• To do
Please write out every line of the entries below in full, shifting each answer's coordinates by adding 14 to both numbers.

# # # #

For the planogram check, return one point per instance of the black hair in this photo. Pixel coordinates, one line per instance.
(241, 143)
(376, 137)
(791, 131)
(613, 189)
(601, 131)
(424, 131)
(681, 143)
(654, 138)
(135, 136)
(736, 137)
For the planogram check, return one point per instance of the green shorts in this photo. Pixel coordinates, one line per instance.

# # # #

• Task result
For the planogram check, return one point per instance of the black hair in this photo. Pixel coordinates, one line per instance.
(255, 157)
(390, 151)
(805, 145)
(627, 203)
(615, 145)
(438, 145)
(695, 157)
(668, 152)
(149, 150)
(750, 151)
For the planogram check, return one point per instance of the green shorts in this photo. Pixel coordinates, one line per instance.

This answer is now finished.